> [WHAT IS EXPECTED]: Could you write out each of the records below exactly?

> [SUPPLIED ENTRIES]:
......
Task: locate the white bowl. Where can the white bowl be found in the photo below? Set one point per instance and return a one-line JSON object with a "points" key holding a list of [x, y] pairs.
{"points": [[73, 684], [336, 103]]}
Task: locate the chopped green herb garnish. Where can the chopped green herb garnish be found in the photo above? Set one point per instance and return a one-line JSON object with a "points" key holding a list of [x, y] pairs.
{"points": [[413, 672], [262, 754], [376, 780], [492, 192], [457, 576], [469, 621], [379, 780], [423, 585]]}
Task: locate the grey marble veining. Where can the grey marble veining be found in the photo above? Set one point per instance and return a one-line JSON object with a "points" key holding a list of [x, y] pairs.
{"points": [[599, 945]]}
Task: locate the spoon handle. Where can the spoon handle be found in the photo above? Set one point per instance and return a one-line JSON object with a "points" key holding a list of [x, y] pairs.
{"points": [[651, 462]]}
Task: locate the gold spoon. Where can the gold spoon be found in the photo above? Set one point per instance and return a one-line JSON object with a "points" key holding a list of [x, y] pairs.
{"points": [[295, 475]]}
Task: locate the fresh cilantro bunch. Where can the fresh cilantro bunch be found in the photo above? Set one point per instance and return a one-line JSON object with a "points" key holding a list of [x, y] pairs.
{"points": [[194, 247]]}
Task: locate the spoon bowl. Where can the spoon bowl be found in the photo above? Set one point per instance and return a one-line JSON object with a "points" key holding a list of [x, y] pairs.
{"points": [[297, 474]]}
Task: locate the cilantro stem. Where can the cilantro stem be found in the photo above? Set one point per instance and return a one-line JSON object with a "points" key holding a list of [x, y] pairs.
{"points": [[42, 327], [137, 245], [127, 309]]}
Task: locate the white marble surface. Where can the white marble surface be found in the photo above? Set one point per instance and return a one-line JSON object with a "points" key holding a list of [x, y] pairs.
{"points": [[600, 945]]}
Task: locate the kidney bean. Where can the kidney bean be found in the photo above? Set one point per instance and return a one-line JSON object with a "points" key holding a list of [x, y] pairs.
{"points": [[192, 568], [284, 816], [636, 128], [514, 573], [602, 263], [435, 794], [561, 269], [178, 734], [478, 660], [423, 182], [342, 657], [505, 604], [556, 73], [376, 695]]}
......
> [SOLUTION BELOW]:
Task: locate the white bowl. Where can the white bowl be found in the photo below? Set one point per instance and return a one-line JSON object with a "points" key holding a list of [x, y] pairs.
{"points": [[73, 684], [336, 103]]}
Task: locate the chopped green herb garnish. Where can the chopped green herb garnish be found in the photo above? Set one point per instance and return a one-line JSON object with a "points" key holding a list of [x, y] pairs.
{"points": [[413, 672], [262, 754], [376, 780], [492, 192], [457, 576], [469, 621], [379, 780], [423, 585]]}
Task: locate the grey marble veining. Where can the grey marble veining be found in the photo above? Set one point per instance and return a one-line JSON object with a "points" key holding a list of [x, y] pairs.
{"points": [[599, 945]]}
Task: locate the spoon handle. Where can the spoon handle be found in the photo above? Set one point per instance and return a one-line JSON object with a "points" key holding a list of [x, y] pairs.
{"points": [[651, 462]]}
Task: locate the gold spoon. Where can the gold spoon be found in the photo above? Set one point per instance and return a one-line JSON object with a "points" key holding a list of [x, y] pairs.
{"points": [[295, 475]]}
Task: locate the fresh cilantro bunch. Where can the fresh cilantro bunch be found in the photo above? Set one point per instance and return a one-line JSON object with a "points" key holding a list of [x, y] pairs.
{"points": [[194, 247]]}
Task: locate the spoon bowl. Where can the spoon bowl be found in the photo above? Set one point per instance and return a one-line JSON object with a "points" key holding a list of [x, y] pairs.
{"points": [[297, 474]]}
Task: locate the cilantro stem. Where can the cilantro stem be found in the photo above? Set one point per instance and return a one-line JSON object with a "points" key holding a list of [x, y] pairs.
{"points": [[42, 327], [137, 245], [127, 309]]}
Task: locate the white marble surface. Where can the white marble surface be found in the photo above? Set one point per instance and return a one-line JSON object with a "points" key holding a list of [x, y] pairs.
{"points": [[600, 945]]}
Task: locate the kidney bean. Where can the kidney bean be found in the photo above? Set one point per instance and return a one-line JSON object with a "points" key holding a list of [x, y] pairs.
{"points": [[192, 568], [284, 816], [636, 128], [514, 573], [602, 263], [435, 794], [561, 269], [178, 734], [478, 660], [423, 182], [342, 657], [505, 604], [556, 73], [376, 695]]}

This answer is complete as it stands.